__Exercise prompt__. Turn the entire listing below into a numbered list, one line per number, and skip any blank lines. Omit the pictures from your answer.

Point-annotation data:
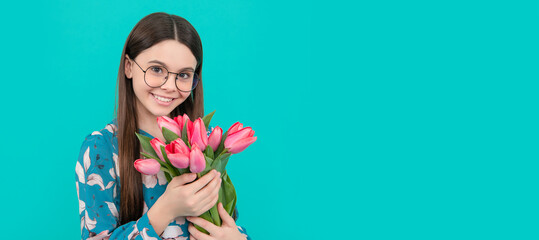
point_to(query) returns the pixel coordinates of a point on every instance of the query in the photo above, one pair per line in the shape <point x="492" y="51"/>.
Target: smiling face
<point x="160" y="101"/>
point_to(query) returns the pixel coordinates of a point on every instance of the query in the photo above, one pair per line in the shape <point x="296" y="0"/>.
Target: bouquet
<point x="188" y="149"/>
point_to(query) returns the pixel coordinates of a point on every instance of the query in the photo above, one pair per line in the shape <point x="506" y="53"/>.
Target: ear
<point x="127" y="70"/>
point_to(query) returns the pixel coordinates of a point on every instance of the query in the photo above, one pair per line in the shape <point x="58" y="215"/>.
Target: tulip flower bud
<point x="156" y="144"/>
<point x="169" y="124"/>
<point x="197" y="162"/>
<point x="147" y="166"/>
<point x="239" y="139"/>
<point x="215" y="138"/>
<point x="178" y="153"/>
<point x="181" y="120"/>
<point x="197" y="134"/>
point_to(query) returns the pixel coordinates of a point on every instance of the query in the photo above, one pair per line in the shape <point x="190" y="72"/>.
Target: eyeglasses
<point x="157" y="76"/>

__Final result__.
1. point_to(query) returns the pixel coordinates of a point on every instance of the query in the photo above, one pair per line in the shape <point x="492" y="51"/>.
2. Target: smiling face
3. <point x="160" y="101"/>
4. point_to(query) returns the pixel coordinates of a point on every instance of the query in the photo above, one pair per line in the shape <point x="296" y="0"/>.
5. Target: bouquet
6. <point x="188" y="149"/>
7. point_to(query) returns the pixel coordinates of a point on every instance of the query in the photo above, one pair per line in the shape <point x="506" y="53"/>.
8. Target: ear
9. <point x="127" y="70"/>
10. point_to(query) returns the pixel coordinates of a point on every instance of the query in the photo above, one pair per line in the shape <point x="58" y="215"/>.
11. Target: tulip flower bud
12. <point x="156" y="144"/>
13. <point x="169" y="124"/>
14. <point x="197" y="162"/>
15. <point x="147" y="166"/>
16. <point x="239" y="139"/>
17. <point x="215" y="138"/>
18. <point x="178" y="153"/>
19. <point x="181" y="120"/>
20. <point x="197" y="134"/>
21. point_to(query) returns the pixel coordinates of a point on every instance of the query in the photo above, one pair per line in the shape <point x="190" y="72"/>.
22. Target: eyeglasses
23. <point x="157" y="76"/>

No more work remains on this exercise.